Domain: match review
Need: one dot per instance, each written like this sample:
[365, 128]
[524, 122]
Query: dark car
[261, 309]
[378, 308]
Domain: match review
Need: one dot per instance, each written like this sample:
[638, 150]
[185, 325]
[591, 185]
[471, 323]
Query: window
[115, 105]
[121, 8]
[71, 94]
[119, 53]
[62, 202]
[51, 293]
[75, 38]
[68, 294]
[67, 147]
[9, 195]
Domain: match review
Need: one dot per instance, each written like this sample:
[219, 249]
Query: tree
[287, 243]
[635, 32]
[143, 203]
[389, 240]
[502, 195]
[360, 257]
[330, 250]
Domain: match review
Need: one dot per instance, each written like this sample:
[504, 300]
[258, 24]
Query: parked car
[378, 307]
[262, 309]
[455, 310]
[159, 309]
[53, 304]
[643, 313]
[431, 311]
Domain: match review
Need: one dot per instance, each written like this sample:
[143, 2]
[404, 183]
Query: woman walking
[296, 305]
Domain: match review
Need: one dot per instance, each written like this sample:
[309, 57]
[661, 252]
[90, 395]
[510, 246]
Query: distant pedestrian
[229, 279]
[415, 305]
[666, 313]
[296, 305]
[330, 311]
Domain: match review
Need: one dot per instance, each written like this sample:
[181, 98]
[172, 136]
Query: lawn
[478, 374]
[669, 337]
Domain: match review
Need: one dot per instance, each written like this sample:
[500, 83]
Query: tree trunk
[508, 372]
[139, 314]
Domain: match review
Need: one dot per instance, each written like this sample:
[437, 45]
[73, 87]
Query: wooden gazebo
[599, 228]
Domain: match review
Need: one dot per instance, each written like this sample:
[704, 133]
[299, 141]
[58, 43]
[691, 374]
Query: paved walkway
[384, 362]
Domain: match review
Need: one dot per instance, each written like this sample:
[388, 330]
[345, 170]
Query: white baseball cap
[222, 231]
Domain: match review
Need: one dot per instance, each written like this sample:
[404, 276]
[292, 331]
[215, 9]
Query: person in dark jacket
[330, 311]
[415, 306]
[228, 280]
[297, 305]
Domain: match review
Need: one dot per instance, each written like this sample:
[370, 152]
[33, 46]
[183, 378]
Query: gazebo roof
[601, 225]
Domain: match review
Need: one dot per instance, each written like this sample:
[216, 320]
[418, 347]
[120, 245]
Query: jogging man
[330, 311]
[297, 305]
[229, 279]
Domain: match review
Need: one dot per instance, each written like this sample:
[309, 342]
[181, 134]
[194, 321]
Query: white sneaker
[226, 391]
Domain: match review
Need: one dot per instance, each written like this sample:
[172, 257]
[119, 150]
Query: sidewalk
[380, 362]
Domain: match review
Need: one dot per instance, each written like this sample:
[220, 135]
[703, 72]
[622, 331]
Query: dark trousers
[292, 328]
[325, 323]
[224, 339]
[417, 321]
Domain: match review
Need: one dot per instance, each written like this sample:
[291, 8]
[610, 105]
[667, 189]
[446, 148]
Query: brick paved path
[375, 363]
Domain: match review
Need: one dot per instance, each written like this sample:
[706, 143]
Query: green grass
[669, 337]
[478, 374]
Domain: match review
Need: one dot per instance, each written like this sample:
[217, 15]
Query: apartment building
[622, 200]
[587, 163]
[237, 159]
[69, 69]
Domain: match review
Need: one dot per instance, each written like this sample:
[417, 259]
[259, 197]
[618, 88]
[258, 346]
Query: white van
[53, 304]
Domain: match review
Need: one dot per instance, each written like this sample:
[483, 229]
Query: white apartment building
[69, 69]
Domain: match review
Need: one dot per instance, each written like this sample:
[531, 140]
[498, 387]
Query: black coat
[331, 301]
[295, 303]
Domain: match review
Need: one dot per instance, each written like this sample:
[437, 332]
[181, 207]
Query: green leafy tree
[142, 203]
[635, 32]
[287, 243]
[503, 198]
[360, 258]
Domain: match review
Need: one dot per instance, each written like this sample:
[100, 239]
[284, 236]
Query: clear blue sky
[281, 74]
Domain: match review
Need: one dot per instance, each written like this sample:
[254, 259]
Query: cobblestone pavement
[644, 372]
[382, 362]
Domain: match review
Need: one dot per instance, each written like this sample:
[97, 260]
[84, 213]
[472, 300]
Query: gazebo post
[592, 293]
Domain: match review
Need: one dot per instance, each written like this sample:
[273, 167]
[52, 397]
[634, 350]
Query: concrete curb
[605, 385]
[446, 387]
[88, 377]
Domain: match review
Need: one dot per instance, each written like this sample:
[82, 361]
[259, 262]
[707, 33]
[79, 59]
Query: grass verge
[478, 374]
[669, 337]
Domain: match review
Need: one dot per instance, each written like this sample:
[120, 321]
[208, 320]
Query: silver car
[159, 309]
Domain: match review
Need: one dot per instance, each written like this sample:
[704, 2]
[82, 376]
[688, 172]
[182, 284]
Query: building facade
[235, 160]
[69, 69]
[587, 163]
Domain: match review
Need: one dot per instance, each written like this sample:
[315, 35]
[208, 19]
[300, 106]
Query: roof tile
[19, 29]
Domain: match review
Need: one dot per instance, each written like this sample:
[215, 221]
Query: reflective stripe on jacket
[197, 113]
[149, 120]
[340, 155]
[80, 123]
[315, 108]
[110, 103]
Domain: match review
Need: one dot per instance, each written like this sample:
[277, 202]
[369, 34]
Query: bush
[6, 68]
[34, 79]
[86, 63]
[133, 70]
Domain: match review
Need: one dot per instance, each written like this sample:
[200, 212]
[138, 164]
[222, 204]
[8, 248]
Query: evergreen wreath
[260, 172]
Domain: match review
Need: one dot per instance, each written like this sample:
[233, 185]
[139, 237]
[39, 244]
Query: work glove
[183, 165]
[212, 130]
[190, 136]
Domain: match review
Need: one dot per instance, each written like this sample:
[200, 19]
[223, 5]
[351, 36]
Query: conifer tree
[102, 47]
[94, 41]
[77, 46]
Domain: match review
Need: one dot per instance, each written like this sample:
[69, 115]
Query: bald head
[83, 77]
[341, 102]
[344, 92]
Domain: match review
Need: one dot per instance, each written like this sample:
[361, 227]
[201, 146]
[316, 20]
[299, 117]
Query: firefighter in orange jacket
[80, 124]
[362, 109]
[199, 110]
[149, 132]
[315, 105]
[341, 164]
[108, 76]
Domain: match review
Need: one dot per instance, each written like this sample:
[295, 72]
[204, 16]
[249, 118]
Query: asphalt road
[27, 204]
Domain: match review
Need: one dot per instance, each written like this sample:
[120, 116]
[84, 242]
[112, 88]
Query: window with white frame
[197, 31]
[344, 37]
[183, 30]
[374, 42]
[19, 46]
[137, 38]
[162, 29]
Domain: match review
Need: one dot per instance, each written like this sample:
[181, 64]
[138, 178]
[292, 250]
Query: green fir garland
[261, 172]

▬▬▬

Reproduce every line of the material above exactly.

Domain: match review
Need: one dot per instance, each written like this sample:
[365, 128]
[524, 122]
Query: dark car
[261, 309]
[378, 308]
Domain: match review
Need: one dot per instance, each written like this sample:
[638, 150]
[185, 325]
[591, 185]
[471, 323]
Query: window
[115, 105]
[121, 8]
[71, 94]
[119, 53]
[62, 202]
[51, 293]
[75, 38]
[68, 294]
[67, 147]
[9, 195]
Domain: match review
Need: one dot per instance, each written like this sample:
[219, 249]
Query: tree
[287, 243]
[635, 32]
[143, 203]
[389, 240]
[502, 195]
[360, 257]
[330, 250]
Domain: match review
Need: one dot per instance, each written like this sample:
[504, 300]
[258, 24]
Query: parked car
[378, 307]
[262, 309]
[455, 310]
[159, 309]
[53, 304]
[643, 313]
[431, 311]
Domain: match review
Need: one dot per instance, each written like this sample:
[143, 2]
[404, 183]
Query: woman walking
[296, 305]
Domain: match review
Need: one dot per instance, each written like this sample:
[309, 57]
[661, 252]
[90, 395]
[510, 246]
Query: distant pedestrian
[229, 279]
[415, 305]
[666, 313]
[296, 305]
[330, 311]
Domain: match review
Need: one dot per instance, each written like this sample:
[181, 98]
[172, 136]
Query: lawn
[478, 374]
[669, 337]
Domain: match review
Need: one dot per instance, each written like this sample:
[500, 83]
Query: tree trunk
[508, 372]
[139, 314]
Domain: match review
Need: one dot per instance, each written like this sample:
[437, 45]
[73, 87]
Query: wooden gazebo
[599, 228]
Domain: match review
Need: one dot per instance, each written like this sample:
[704, 133]
[299, 141]
[58, 43]
[691, 374]
Query: paved walkway
[384, 362]
Domain: match review
Need: one dot per instance, each written like this sample:
[388, 330]
[345, 170]
Query: white baseball cap
[222, 231]
Domain: match review
Need: one dot per instance, each written like this sample:
[404, 276]
[292, 331]
[215, 9]
Query: person in dark jacket
[330, 311]
[415, 306]
[228, 280]
[297, 305]
Domain: match review
Need: one dot per instance, each written like this sample:
[370, 152]
[33, 46]
[183, 378]
Query: gazebo roof
[601, 225]
Domain: match review
Need: one dot per instance, each written like this sample:
[216, 320]
[418, 347]
[120, 245]
Query: jogging man
[330, 311]
[297, 305]
[229, 279]
Domain: match review
Need: one dot per instance, each written like this sample:
[309, 342]
[181, 134]
[194, 321]
Query: white sneaker
[226, 391]
Domain: match review
Need: one dot per instance, each written like this sample:
[172, 257]
[119, 150]
Query: sidewalk
[380, 362]
Domain: match review
Need: one dot per instance, each written like this sample:
[220, 135]
[703, 72]
[622, 331]
Query: dark trousers
[292, 328]
[325, 323]
[224, 339]
[417, 321]
Domain: match review
Need: one dot per instance, each written like this sample:
[291, 8]
[610, 105]
[667, 189]
[446, 148]
Query: brick paved path
[375, 363]
Domain: match review
Need: one dot per instance, each written like this sample:
[706, 143]
Query: green grass
[669, 337]
[478, 374]
Domain: match review
Need: one dot per instance, each written like this sample:
[217, 15]
Query: apartment building
[622, 200]
[587, 163]
[237, 159]
[69, 69]
Domain: match review
Need: one dot per instance, each written like this sample:
[417, 259]
[259, 197]
[618, 88]
[258, 346]
Query: white van
[53, 304]
Domain: match review
Need: one dot per instance, each written like this sample:
[483, 229]
Query: white apartment building
[69, 69]
Domain: match review
Need: one dot per instance, each written like this sample:
[531, 140]
[498, 387]
Query: black coat
[331, 301]
[295, 303]
Domain: match review
Need: one dot per instance, each written like this sample:
[437, 332]
[181, 207]
Query: green leafy tree
[142, 203]
[635, 32]
[287, 243]
[503, 198]
[360, 258]
Domain: match review
Need: one dot per instance, each written like this sample:
[100, 239]
[284, 236]
Query: clear blue sky
[281, 74]
Domain: match review
Need: one dot per instance, each written like this sample:
[254, 259]
Query: cobblestone pavement
[644, 372]
[382, 362]
Domain: match review
Need: one dot per instance, each written like this sample:
[97, 260]
[84, 213]
[472, 300]
Query: gazebo post
[592, 293]
Domain: match review
Need: one dot per instance, each written like this sample:
[273, 167]
[52, 397]
[634, 350]
Query: concrete curb
[605, 385]
[446, 387]
[88, 377]
Domain: match review
Need: one dot per instance, each written like this sample:
[82, 361]
[259, 262]
[707, 33]
[79, 59]
Query: grass verge
[478, 374]
[669, 337]
Domain: match review
Need: one dot per instance, each written like this sample:
[120, 321]
[208, 320]
Query: silver car
[159, 309]
Domain: match review
Need: one dot per instance, each written like this sample:
[704, 2]
[82, 376]
[688, 172]
[182, 284]
Query: building facade
[235, 160]
[69, 69]
[587, 163]
Domain: match review
Need: one dot per instance, each written like this sample:
[315, 35]
[208, 19]
[300, 106]
Query: roof tile
[19, 29]
Domain: match review
Need: one dot per instance, each written like this sample:
[215, 221]
Query: reflective stripe on jacket
[197, 113]
[149, 120]
[340, 155]
[80, 123]
[315, 108]
[110, 103]
Domain: match review
Need: one dot per instance, each written like this sample:
[277, 202]
[369, 34]
Query: bush
[6, 68]
[34, 79]
[86, 63]
[133, 70]
Domain: match review
Need: one dot per instance, each written like this sample:
[200, 212]
[138, 164]
[222, 204]
[8, 248]
Query: evergreen wreath
[260, 172]
Domain: match review
Need: one dot per instance, each written like this sample:
[233, 185]
[139, 237]
[39, 244]
Query: work glove
[183, 165]
[212, 130]
[190, 136]
Domain: match review
Need: one dot per instance, each written like this sample:
[200, 19]
[223, 5]
[351, 36]
Query: conifer tree
[102, 47]
[94, 41]
[77, 46]
Domain: match review
Need: one dot per instance, each written like this sample:
[69, 115]
Query: bald head
[83, 77]
[341, 102]
[344, 92]
Domain: match review
Need: one dot per instance, each written like this sample:
[361, 227]
[201, 146]
[316, 20]
[299, 117]
Query: firefighter in orange jacket
[80, 124]
[362, 109]
[199, 110]
[149, 132]
[315, 105]
[341, 164]
[108, 76]
Domain: match review
Need: one dot per instance, each written like this sample:
[295, 72]
[204, 16]
[249, 118]
Query: asphalt road
[27, 204]
Domain: match review
Need: one dot per instance, each written like this sample:
[120, 116]
[84, 242]
[112, 88]
Query: window with white frame
[197, 31]
[344, 37]
[183, 30]
[374, 42]
[19, 46]
[137, 38]
[162, 29]
Domain: match review
Need: one dot per instance, each written like this sample:
[181, 64]
[138, 178]
[292, 250]
Query: green fir garland
[261, 172]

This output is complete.